Source text:
☆ ☆ ☆

Are CDPs Dying? Is AI Overhyped? David Raab, Founder of CDP Institute Has the Answers
David Raab

1. What do you see as the defining capabilities of next-generation Customer Data Platforms, and how will they differ from today’s CDPs?

The traditional CDP was designed for a world where marketers needed a system of their own that could collect data, build profiles, and share the profiles. Today, data is largely collected in data warehouses, so the role of the CDP has evolved to focus more on advanced functions for profile assembly – in particular, identity management – and specialized functions for data sharing, such as real-time and reformatting for specific applications.

We also see the scope expanding beyond customer data to include other types, such as product information, and to read data directly from very large and/or fast-changing source systems, such as inventory levels. At the other end of the process, there’s increasing interest in moving beyond data access to having the CDP orchestrate customer journeys through centralized message selection and personalization.

☆ ☆ ☆

Provided records:
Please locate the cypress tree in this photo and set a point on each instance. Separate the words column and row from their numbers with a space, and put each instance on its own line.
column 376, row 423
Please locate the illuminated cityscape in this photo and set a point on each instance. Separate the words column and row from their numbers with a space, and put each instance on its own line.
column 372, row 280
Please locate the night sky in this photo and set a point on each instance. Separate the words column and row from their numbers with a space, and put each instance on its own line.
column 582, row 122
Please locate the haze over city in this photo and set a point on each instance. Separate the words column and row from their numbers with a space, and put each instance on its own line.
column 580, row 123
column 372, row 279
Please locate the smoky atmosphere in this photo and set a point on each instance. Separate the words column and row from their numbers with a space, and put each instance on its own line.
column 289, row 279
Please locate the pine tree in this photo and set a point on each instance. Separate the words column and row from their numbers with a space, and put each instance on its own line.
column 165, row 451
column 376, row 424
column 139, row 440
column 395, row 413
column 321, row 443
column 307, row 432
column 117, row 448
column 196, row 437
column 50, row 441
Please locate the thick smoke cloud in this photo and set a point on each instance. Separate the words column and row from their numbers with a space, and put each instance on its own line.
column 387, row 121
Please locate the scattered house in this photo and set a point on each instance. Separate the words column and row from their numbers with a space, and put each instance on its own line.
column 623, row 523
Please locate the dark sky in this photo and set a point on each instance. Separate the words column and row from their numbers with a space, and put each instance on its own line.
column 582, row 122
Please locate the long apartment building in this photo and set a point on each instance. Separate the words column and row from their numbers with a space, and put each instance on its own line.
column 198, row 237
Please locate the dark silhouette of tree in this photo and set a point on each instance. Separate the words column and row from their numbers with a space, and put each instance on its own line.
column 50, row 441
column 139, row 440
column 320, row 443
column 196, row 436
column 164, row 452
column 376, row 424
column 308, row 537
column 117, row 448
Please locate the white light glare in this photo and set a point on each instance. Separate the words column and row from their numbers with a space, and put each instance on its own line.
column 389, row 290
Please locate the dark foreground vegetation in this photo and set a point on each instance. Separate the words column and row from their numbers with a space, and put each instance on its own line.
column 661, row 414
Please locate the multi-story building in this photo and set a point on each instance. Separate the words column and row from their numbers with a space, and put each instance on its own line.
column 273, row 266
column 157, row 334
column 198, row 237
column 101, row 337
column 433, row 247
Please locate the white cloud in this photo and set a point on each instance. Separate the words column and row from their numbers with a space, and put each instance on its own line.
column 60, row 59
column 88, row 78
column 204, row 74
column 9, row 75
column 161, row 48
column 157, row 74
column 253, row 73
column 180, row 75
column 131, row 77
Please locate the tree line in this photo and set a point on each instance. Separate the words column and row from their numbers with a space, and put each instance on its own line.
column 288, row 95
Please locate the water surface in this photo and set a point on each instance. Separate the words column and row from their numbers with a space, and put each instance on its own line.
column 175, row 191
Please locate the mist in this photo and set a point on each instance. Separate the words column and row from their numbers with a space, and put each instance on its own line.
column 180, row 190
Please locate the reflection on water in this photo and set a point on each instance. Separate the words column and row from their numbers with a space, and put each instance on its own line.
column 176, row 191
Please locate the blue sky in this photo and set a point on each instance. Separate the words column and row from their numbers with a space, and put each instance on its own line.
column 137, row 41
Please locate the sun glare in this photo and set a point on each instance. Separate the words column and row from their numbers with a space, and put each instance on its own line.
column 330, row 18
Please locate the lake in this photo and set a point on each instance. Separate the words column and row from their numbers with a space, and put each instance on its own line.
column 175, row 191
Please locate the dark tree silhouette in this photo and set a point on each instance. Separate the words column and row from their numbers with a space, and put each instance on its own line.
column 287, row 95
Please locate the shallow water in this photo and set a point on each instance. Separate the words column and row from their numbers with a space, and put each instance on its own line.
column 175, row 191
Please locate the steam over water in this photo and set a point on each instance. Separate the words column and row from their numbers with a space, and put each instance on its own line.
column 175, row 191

☆ ☆ ☆

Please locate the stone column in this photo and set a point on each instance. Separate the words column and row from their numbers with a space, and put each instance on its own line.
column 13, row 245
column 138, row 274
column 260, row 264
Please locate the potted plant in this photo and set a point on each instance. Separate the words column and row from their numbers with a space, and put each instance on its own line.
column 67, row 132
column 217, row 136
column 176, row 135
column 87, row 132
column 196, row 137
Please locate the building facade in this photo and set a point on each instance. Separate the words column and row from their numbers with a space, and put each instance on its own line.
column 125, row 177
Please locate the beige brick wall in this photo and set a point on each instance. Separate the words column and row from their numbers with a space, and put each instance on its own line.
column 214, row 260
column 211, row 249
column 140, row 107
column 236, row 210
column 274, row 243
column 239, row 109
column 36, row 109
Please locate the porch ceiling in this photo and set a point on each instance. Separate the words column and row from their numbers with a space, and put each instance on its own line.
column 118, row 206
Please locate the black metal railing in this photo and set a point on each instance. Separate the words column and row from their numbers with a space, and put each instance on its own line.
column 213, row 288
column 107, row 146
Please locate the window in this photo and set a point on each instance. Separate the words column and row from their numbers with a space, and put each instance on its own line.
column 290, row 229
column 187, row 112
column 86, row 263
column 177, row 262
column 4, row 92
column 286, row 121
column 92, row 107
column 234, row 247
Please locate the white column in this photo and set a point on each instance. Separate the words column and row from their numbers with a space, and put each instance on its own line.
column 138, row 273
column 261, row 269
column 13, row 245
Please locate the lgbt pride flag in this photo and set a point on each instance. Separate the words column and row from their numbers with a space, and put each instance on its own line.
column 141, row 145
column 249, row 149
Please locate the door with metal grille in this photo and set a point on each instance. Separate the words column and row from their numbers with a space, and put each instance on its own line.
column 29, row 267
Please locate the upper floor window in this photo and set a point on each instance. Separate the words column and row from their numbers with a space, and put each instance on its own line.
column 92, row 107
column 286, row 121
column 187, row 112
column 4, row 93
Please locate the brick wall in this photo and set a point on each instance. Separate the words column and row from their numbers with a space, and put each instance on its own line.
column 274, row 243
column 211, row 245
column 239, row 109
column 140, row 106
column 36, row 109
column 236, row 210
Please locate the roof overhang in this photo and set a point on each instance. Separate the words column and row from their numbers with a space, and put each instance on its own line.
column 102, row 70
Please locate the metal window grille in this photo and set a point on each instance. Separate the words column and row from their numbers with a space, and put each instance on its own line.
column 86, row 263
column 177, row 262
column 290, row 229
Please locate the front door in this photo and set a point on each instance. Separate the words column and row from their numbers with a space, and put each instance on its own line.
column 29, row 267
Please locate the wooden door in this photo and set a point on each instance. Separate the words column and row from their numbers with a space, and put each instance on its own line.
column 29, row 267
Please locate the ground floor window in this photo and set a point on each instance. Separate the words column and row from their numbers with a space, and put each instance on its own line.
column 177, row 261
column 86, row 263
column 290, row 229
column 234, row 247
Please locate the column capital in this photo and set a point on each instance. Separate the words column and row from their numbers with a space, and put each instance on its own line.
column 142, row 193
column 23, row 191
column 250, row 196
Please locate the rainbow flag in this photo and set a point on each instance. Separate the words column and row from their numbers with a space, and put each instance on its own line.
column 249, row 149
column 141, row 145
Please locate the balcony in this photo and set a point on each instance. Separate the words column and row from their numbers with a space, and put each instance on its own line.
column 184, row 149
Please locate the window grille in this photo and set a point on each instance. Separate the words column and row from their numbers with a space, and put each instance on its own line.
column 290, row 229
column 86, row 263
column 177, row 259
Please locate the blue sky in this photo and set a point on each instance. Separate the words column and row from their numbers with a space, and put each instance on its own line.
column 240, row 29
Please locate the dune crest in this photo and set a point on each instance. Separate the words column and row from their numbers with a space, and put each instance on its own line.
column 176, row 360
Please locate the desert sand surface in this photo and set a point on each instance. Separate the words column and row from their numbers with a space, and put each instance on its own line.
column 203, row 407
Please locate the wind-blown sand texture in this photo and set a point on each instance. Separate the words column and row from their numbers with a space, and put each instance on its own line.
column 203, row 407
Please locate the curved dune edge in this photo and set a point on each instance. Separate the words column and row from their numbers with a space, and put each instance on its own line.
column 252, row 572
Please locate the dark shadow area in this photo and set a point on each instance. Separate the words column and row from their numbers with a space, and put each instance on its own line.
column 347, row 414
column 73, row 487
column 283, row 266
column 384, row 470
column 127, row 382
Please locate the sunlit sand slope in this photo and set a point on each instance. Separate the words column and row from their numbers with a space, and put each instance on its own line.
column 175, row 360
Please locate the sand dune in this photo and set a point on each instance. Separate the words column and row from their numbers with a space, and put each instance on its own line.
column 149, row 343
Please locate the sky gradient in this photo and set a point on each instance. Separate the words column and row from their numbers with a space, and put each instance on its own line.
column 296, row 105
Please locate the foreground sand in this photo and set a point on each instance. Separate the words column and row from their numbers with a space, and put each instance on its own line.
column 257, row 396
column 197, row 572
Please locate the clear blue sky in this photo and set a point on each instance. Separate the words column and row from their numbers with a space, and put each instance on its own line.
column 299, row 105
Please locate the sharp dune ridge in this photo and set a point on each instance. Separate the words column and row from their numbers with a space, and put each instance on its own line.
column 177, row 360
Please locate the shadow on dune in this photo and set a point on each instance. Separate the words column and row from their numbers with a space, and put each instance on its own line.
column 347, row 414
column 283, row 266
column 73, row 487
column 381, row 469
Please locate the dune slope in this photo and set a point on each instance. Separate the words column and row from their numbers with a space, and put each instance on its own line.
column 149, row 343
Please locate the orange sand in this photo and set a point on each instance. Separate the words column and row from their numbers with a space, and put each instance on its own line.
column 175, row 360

☆ ☆ ☆

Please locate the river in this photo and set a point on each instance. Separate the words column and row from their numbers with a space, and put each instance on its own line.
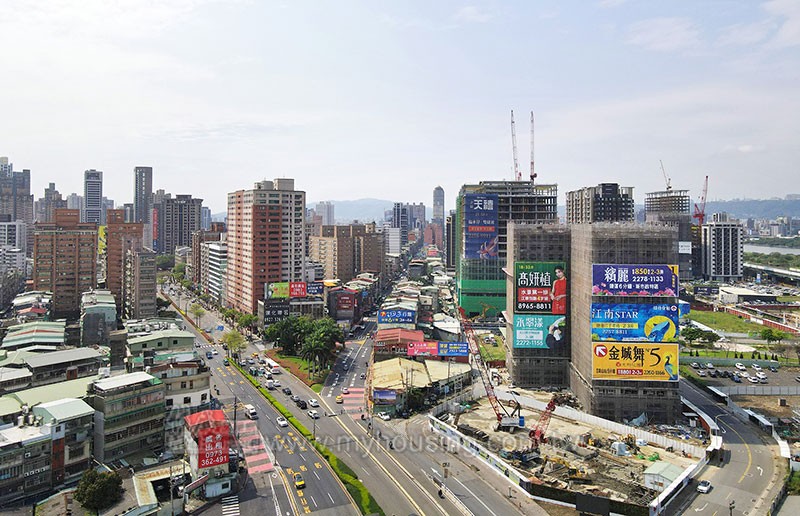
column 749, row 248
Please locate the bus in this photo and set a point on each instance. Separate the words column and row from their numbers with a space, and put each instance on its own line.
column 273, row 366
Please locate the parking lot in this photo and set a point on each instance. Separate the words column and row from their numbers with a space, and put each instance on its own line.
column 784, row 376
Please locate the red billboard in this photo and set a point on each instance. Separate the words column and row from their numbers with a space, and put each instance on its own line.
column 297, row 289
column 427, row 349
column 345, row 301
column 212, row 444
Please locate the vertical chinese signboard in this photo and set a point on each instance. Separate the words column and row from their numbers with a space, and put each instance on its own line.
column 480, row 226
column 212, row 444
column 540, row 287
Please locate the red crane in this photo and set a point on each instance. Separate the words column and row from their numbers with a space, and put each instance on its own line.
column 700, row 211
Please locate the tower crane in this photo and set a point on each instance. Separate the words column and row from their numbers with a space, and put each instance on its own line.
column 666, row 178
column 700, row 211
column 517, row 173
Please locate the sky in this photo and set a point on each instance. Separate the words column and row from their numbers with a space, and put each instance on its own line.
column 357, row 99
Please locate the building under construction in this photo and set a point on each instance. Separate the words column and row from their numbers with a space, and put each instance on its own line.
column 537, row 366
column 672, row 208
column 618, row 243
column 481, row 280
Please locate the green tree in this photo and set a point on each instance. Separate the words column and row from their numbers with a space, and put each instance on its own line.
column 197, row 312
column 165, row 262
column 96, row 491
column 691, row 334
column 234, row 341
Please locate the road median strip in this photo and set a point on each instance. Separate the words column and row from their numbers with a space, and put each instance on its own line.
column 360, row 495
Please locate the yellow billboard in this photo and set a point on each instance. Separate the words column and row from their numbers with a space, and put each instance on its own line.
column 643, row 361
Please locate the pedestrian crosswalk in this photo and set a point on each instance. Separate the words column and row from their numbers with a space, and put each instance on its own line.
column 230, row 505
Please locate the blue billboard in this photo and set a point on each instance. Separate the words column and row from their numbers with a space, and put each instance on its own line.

☆ ☆ ☆

What you will do:
1. Answer these questions using the interview about Customer Data Platforms:
(a) Where is data largely collected today?
(b) Which function of profile assembly is singled out in particular?
(c) Besides customer data, what other type of data is named as part of the expanding scope?
2. Carry the interview about Customer Data Platforms forward from its last sentence.
The three blocks of lines have nothing to do with the interview about Customer Data Platforms.

Expected results:
1.
(a) In data warehouses.
(b) Identity management.
(c) Product information.

2.
Whether these capabilities are best provided by a single system or by separate components is unclear and probably varies depending on the situation at any particular company. Even when it is a single system, it’s not clear we’ll want to call it a CDP. One thing that hasn’t changed from the original vision is that marketers need as much independence as possible from IT and data teams. No matter how competent they are or how earnestly those teams try, they’ll never move as quickly as marketers can move for themselves.


2. AI is playing an increasingly central role in marketing, with autonomous or agentic systems now emerging. How far are we from seeing AI-driven marketing agents manage campaigns end-to-end, and what challenges need to be overcome for such autonomous marketing to become mainstream?

We are beginning to see end-to-end campaign systems today, such as WPP Media’s Open Intelligence, Google Ads agentic experts, and Meta’s promised ad system. You’ll note that those are all for a single medium—advertising—and they’re run by agencies or publishers rather than advertisers. I expect it will be no more than one or two years before we see systems run by marketers that deliver fully automated campaigns spanning all channels.

Technical challenges include assembling suitable data, giving agents real-time access to that data, getting separate agents to work with each other (addressed by Model Context Protocol), collecting feedback to optimize model outputs, and monitoring to ensure outputs are suitable. Organizational challenges include training staff to manage the systems, cooperation across departments, agreeing on ROI measures, and building enough trust to let the systems run autonomously.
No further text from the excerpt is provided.